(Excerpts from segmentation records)
________________
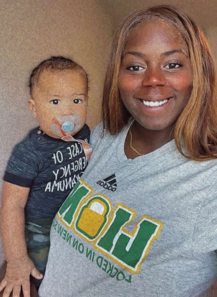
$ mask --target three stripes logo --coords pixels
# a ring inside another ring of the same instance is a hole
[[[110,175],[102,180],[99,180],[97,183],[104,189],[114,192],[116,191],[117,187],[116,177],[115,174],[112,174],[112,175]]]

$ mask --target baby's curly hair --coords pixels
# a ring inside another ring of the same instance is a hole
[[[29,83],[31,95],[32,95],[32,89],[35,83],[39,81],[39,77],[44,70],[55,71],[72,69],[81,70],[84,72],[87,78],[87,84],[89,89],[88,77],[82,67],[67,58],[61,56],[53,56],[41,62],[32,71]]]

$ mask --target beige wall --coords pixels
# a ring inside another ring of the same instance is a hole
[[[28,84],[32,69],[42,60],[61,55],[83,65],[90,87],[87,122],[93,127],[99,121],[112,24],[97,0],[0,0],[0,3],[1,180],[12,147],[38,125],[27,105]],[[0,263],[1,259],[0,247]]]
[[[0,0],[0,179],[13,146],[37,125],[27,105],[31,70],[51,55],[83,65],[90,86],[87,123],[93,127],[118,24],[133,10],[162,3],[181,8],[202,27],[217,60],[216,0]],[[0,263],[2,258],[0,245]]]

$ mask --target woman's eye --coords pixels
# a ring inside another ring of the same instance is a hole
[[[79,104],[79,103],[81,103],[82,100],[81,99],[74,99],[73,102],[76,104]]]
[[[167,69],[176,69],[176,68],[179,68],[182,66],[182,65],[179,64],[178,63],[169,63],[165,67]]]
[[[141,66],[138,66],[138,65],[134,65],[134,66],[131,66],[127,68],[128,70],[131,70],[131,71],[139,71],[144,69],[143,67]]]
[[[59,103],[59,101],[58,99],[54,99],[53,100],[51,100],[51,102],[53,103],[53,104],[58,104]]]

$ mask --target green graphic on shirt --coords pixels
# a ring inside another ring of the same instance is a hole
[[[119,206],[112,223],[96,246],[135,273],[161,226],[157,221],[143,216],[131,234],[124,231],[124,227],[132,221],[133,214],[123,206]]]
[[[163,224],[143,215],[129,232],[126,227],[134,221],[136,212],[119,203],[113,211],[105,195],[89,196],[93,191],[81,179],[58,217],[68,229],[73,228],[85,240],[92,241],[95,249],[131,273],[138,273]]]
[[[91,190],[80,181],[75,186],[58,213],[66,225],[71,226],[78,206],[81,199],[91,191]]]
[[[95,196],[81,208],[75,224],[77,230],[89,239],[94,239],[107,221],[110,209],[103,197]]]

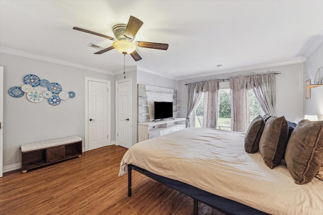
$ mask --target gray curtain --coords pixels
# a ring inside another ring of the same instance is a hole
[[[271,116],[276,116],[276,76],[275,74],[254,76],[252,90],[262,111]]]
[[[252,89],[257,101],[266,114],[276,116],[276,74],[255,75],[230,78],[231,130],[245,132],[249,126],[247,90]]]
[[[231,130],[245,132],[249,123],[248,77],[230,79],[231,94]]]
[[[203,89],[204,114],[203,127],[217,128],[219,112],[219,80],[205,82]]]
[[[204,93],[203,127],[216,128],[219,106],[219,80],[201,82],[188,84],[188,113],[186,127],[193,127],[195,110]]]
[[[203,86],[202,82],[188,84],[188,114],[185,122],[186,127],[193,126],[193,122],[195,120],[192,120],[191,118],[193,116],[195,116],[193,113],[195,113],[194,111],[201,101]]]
________________
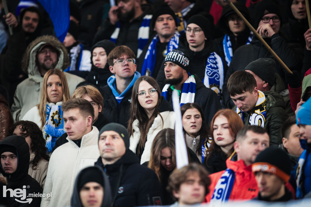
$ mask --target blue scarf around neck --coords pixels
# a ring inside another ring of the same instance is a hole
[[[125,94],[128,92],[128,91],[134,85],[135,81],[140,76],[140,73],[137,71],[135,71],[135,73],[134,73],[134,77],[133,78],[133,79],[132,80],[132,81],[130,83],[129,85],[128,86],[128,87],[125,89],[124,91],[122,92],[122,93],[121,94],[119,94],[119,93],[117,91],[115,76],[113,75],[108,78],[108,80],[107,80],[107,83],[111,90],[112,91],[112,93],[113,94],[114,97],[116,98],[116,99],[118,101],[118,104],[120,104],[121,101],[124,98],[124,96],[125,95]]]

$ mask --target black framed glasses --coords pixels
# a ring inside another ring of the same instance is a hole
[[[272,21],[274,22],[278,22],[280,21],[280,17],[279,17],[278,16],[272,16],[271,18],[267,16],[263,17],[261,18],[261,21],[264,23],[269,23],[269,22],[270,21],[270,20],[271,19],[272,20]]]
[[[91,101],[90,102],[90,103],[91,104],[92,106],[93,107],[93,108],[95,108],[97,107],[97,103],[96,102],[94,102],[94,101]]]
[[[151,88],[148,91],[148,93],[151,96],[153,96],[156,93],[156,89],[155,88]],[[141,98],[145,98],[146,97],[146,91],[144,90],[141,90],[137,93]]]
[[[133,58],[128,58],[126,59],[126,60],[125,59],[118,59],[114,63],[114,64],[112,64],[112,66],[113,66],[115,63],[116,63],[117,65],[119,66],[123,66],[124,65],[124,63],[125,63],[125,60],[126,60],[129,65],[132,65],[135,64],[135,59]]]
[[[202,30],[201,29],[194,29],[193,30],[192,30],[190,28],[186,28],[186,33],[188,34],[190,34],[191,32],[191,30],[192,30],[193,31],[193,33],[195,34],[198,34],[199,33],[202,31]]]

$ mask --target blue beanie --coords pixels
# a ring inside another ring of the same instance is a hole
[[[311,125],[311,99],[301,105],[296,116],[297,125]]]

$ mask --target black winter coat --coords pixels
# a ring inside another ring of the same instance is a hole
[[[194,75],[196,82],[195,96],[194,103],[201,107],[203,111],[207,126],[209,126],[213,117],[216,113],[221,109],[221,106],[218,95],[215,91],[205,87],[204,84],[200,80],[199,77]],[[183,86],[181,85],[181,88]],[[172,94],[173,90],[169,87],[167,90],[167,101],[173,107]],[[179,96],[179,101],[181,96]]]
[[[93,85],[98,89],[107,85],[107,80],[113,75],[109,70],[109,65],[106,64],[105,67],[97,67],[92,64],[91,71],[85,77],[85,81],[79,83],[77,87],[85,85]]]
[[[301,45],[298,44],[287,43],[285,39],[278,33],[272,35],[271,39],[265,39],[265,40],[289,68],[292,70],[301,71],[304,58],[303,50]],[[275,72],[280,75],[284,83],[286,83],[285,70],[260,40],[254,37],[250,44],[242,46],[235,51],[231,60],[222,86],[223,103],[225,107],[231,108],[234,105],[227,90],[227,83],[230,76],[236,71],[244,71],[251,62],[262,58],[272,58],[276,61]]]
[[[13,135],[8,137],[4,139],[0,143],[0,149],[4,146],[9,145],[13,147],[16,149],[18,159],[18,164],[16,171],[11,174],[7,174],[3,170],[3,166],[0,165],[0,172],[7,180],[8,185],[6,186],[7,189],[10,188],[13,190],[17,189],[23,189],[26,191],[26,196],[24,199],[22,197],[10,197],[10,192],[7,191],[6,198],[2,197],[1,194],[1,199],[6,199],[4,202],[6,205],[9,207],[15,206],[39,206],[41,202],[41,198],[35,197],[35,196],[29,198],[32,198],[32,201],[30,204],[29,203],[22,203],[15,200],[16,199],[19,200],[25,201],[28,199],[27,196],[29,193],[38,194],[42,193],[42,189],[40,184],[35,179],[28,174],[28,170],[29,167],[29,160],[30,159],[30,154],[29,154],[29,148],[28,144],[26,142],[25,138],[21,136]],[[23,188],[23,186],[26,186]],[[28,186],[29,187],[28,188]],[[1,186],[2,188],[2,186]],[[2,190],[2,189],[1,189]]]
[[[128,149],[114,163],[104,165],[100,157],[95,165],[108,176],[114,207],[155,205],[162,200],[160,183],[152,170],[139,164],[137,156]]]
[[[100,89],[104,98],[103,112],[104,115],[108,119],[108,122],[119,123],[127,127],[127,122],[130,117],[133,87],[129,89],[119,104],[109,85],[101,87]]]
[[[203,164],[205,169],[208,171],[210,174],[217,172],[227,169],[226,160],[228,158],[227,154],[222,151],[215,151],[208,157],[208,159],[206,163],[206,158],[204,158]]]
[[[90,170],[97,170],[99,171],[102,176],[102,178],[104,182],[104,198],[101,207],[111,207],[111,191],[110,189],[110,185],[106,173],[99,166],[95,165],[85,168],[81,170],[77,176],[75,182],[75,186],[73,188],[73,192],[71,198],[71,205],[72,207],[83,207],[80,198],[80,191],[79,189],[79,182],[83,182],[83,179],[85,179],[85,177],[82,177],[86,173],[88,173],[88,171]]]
________________
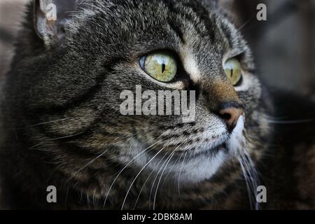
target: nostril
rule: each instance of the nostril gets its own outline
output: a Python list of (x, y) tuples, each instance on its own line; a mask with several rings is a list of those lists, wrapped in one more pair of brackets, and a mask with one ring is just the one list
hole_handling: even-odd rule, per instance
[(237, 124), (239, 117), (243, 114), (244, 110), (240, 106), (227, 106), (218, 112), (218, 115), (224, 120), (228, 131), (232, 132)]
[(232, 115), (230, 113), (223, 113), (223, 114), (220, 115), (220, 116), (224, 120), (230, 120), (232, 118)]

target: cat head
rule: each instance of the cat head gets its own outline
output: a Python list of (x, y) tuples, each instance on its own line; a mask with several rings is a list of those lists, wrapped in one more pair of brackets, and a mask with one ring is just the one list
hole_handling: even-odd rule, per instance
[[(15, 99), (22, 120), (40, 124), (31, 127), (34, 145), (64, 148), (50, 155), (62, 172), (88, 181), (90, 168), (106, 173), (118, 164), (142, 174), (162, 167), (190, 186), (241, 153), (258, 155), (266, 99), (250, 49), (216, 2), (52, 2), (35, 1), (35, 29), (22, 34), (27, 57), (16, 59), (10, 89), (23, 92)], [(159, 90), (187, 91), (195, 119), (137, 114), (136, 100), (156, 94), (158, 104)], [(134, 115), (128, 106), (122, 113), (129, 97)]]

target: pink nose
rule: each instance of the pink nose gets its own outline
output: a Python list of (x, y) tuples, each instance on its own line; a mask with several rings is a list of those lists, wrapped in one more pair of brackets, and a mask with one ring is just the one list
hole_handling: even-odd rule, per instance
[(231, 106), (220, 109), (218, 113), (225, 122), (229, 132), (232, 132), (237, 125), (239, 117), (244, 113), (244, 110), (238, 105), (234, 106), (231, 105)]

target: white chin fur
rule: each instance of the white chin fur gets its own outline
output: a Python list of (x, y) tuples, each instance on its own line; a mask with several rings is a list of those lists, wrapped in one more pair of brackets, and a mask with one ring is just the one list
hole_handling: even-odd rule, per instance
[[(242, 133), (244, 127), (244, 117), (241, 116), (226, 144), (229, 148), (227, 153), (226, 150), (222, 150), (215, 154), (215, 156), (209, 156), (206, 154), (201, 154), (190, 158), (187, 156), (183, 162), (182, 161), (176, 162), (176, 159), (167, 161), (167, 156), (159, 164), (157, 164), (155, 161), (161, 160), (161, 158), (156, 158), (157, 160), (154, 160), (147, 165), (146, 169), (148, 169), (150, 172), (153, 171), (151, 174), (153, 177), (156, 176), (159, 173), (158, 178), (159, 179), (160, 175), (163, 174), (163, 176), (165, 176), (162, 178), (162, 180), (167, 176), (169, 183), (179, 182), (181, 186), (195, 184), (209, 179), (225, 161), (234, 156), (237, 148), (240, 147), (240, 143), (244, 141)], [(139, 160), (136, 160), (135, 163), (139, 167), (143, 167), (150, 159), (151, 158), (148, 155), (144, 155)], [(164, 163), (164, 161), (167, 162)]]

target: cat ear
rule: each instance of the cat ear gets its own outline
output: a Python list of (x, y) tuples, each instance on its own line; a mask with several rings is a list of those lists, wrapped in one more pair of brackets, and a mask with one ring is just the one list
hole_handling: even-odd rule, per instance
________________
## Requirement
Rewrite the material starting with the line that contains "target: nostril" and going on through the line that contains "113), (129, 97)]]", with "outline" replaced by "polygon" and everything else left unchanged.

## Finished task
target: nostril
rule: each instance of the nostril gets its own polygon
output: a Python list of (x, y) tuples, each instance on its own line; a mask with several rings is a list of those lists, wrapped in one more pair of brackets, and a mask with one ring is just the one list
hole_handling: even-odd rule, per instance
[(237, 124), (239, 117), (243, 114), (244, 110), (240, 106), (227, 106), (218, 112), (218, 115), (224, 120), (228, 131), (232, 132)]
[(232, 115), (230, 113), (223, 113), (223, 114), (220, 115), (220, 116), (224, 120), (230, 120), (232, 118)]

target: cat head
rule: each instance of the cat head gets its own polygon
output: a Python list of (x, y) tuples, each instance on its own line; a mask with several rings is a list of those lists, wrapped in one more pair of brackets, and a mask with one ring is just the one list
hole_handling: even-odd rule, per instance
[[(15, 99), (22, 120), (40, 124), (31, 127), (34, 145), (64, 148), (50, 155), (62, 172), (88, 181), (90, 168), (106, 173), (118, 164), (142, 174), (162, 167), (190, 186), (241, 153), (258, 155), (266, 99), (250, 49), (216, 2), (52, 2), (35, 1), (35, 29), (22, 34), (27, 57), (16, 59), (10, 89), (23, 92)], [(159, 90), (187, 91), (195, 119), (137, 114), (136, 100), (156, 94), (158, 104)], [(134, 115), (128, 106), (122, 113), (129, 97)]]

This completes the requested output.